___ Input

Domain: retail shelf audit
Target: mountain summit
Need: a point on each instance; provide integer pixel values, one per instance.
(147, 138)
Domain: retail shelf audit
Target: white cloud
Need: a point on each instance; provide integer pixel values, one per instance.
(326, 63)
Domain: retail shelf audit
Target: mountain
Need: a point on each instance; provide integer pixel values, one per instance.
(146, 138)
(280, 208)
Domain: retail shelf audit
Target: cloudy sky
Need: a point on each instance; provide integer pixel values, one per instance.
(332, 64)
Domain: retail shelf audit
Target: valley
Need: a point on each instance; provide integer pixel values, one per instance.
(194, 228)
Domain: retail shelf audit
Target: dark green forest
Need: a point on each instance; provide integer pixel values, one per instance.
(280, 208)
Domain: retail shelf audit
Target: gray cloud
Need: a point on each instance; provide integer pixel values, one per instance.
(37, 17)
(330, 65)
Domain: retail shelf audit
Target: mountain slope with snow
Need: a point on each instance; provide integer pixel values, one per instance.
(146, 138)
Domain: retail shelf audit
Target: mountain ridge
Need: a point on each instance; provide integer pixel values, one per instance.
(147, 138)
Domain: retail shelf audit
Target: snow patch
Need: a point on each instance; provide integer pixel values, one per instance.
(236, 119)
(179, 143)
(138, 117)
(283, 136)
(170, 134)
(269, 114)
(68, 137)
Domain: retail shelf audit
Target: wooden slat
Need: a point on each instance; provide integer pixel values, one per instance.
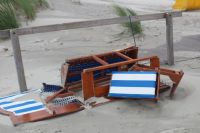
(93, 23)
(123, 56)
(118, 64)
(88, 85)
(18, 61)
(169, 38)
(99, 60)
(4, 33)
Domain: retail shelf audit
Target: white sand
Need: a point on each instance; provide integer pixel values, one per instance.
(43, 55)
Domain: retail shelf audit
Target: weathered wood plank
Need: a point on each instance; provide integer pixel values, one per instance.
(102, 62)
(169, 38)
(92, 23)
(18, 60)
(4, 33)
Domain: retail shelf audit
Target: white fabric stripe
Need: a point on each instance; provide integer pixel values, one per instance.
(12, 98)
(136, 77)
(14, 103)
(24, 107)
(132, 90)
(29, 112)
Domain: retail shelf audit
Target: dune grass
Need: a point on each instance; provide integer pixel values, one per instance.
(123, 11)
(12, 10)
(7, 17)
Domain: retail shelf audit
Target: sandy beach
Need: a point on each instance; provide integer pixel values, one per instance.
(44, 53)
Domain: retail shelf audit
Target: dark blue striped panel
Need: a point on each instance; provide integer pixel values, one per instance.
(2, 103)
(29, 109)
(128, 83)
(135, 72)
(130, 95)
(20, 104)
(6, 97)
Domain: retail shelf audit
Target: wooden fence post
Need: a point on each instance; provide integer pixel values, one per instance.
(169, 37)
(18, 60)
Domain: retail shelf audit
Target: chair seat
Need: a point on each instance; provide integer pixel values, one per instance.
(133, 84)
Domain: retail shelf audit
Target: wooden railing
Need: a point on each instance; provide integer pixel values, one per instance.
(15, 33)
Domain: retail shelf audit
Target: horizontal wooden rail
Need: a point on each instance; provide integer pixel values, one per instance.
(118, 64)
(88, 23)
(15, 33)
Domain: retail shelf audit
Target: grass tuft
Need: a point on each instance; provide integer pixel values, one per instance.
(122, 11)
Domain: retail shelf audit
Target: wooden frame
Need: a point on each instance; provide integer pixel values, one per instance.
(15, 33)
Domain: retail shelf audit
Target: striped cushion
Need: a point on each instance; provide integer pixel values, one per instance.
(22, 107)
(133, 84)
(10, 97)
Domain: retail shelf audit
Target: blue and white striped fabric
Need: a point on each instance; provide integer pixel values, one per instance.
(133, 84)
(22, 107)
(10, 97)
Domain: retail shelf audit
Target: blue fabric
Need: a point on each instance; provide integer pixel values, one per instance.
(129, 83)
(7, 102)
(29, 109)
(51, 88)
(19, 105)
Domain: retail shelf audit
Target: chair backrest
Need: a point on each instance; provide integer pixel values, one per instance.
(134, 84)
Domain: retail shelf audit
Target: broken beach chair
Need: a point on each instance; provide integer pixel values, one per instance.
(92, 74)
(31, 111)
(134, 84)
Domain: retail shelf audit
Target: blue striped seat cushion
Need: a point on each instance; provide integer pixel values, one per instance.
(133, 84)
(22, 107)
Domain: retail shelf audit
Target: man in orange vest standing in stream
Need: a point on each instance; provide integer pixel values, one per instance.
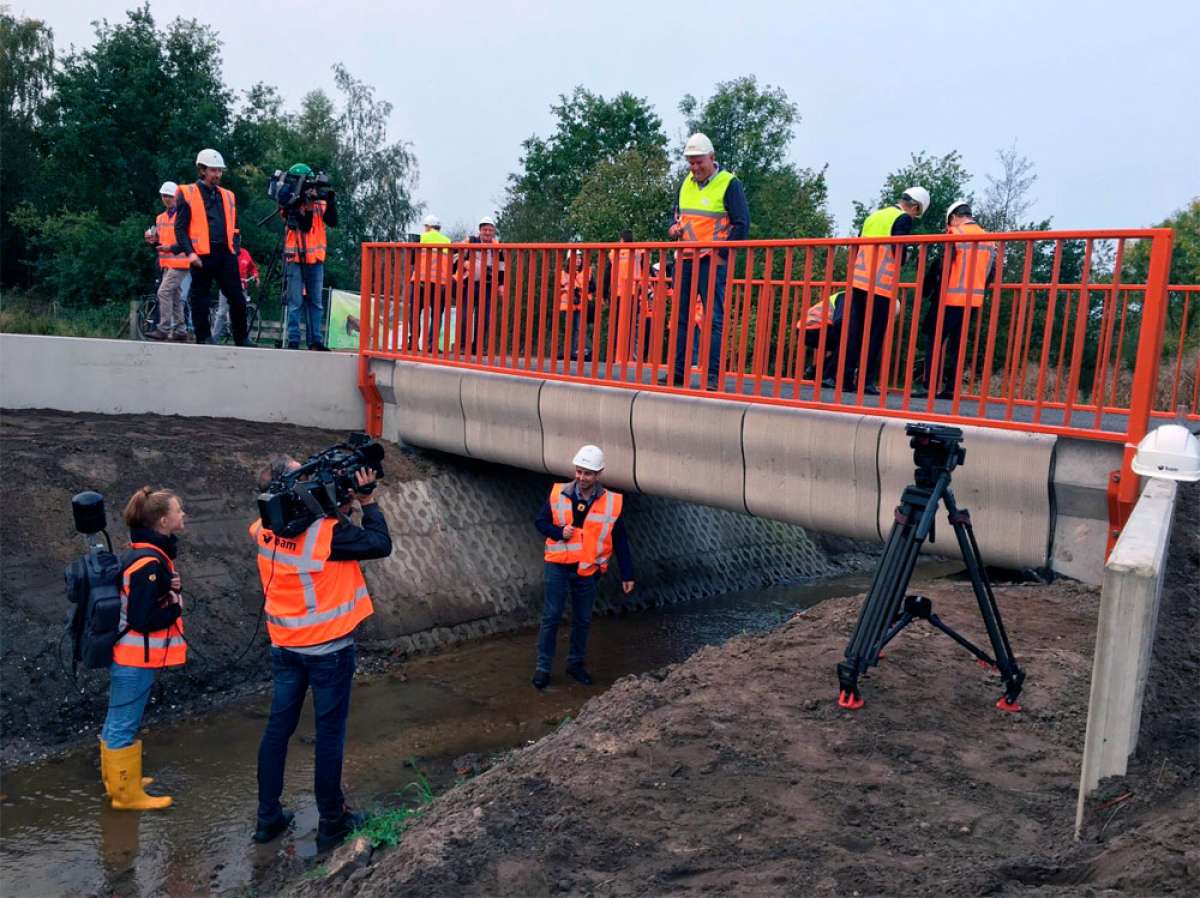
(581, 522)
(315, 597)
(205, 221)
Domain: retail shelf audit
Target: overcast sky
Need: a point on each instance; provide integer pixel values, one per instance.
(1102, 96)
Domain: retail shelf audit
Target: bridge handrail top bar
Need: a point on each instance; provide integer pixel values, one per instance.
(1009, 237)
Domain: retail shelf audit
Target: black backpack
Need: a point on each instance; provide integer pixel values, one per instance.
(94, 588)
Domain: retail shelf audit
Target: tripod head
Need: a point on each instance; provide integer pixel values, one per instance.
(936, 449)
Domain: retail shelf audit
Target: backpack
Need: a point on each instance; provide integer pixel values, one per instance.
(94, 588)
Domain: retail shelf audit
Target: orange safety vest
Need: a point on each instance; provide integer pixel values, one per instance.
(310, 599)
(313, 241)
(161, 648)
(568, 286)
(165, 226)
(591, 546)
(198, 227)
(969, 271)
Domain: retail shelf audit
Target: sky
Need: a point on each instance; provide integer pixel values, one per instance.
(1101, 96)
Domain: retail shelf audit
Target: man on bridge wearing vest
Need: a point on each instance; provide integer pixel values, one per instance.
(304, 258)
(315, 597)
(712, 207)
(876, 273)
(581, 522)
(205, 221)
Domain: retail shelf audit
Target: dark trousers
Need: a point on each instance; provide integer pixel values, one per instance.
(952, 339)
(684, 312)
(330, 677)
(855, 337)
(220, 265)
(563, 582)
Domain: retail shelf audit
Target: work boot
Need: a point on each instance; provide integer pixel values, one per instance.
(123, 778)
(577, 672)
(331, 833)
(103, 771)
(271, 831)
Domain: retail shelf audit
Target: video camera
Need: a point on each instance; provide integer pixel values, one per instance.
(300, 187)
(935, 448)
(319, 486)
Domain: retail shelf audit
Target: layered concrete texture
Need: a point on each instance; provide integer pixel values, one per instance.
(126, 376)
(1125, 635)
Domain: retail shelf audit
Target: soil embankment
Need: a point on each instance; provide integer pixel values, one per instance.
(467, 562)
(737, 773)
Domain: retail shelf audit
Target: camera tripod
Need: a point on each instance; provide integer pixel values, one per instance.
(888, 609)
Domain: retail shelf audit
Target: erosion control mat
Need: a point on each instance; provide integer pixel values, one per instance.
(736, 773)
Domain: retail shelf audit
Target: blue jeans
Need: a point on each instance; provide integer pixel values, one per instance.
(683, 313)
(563, 580)
(127, 695)
(304, 286)
(330, 677)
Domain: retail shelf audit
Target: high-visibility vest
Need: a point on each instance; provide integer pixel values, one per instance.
(591, 545)
(879, 259)
(313, 240)
(165, 226)
(702, 215)
(969, 273)
(432, 267)
(198, 227)
(310, 599)
(573, 291)
(817, 317)
(161, 648)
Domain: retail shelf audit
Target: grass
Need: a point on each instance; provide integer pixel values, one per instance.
(385, 826)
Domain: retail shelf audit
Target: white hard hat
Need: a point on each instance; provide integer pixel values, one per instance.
(919, 196)
(1170, 452)
(957, 204)
(209, 159)
(589, 458)
(699, 145)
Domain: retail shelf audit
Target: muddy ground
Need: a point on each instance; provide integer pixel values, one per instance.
(736, 773)
(47, 458)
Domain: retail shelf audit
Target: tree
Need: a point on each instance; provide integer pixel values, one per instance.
(1006, 201)
(751, 130)
(27, 72)
(591, 131)
(943, 177)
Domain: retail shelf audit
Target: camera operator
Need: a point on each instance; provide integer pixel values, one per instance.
(304, 255)
(315, 597)
(205, 222)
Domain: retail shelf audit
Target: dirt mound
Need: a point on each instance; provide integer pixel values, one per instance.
(736, 773)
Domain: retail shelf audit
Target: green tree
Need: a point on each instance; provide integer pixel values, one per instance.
(27, 72)
(591, 131)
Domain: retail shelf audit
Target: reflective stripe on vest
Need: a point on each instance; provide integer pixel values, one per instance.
(165, 226)
(310, 599)
(198, 227)
(969, 273)
(313, 240)
(160, 648)
(591, 546)
(702, 215)
(879, 258)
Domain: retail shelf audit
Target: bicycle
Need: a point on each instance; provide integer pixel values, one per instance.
(148, 318)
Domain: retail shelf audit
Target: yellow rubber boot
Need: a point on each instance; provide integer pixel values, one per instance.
(103, 771)
(123, 777)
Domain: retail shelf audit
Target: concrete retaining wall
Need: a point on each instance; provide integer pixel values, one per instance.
(1125, 635)
(127, 376)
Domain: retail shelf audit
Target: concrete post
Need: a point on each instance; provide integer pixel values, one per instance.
(1125, 638)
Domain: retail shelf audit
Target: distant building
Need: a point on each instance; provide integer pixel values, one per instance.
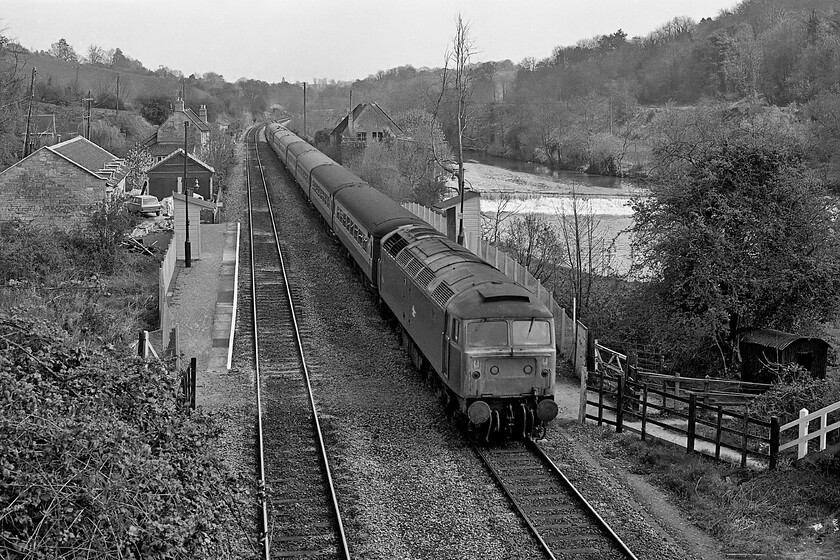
(42, 131)
(60, 185)
(165, 177)
(762, 349)
(451, 208)
(366, 123)
(170, 135)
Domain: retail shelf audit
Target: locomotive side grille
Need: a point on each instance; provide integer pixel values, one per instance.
(395, 244)
(442, 294)
(414, 266)
(425, 276)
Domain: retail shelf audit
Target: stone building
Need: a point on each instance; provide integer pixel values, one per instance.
(170, 135)
(60, 185)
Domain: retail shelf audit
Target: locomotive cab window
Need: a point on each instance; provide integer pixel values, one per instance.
(487, 333)
(531, 332)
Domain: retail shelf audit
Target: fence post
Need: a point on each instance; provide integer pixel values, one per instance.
(192, 382)
(692, 422)
(744, 441)
(774, 442)
(619, 406)
(802, 449)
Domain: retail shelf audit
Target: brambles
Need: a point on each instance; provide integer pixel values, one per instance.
(100, 456)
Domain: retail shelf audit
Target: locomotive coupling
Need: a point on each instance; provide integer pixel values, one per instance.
(479, 412)
(547, 410)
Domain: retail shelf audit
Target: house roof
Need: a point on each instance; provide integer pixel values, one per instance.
(455, 200)
(95, 160)
(357, 112)
(42, 124)
(772, 338)
(180, 152)
(196, 120)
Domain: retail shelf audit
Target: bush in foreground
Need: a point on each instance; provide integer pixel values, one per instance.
(100, 458)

______

> Task directions:
Which lines in the data above contain the word "fabric"? Report each of them in full.

> Completed exercise:
Target: white fabric stripe
Target: blue and white striped fabric
Target: blue fabric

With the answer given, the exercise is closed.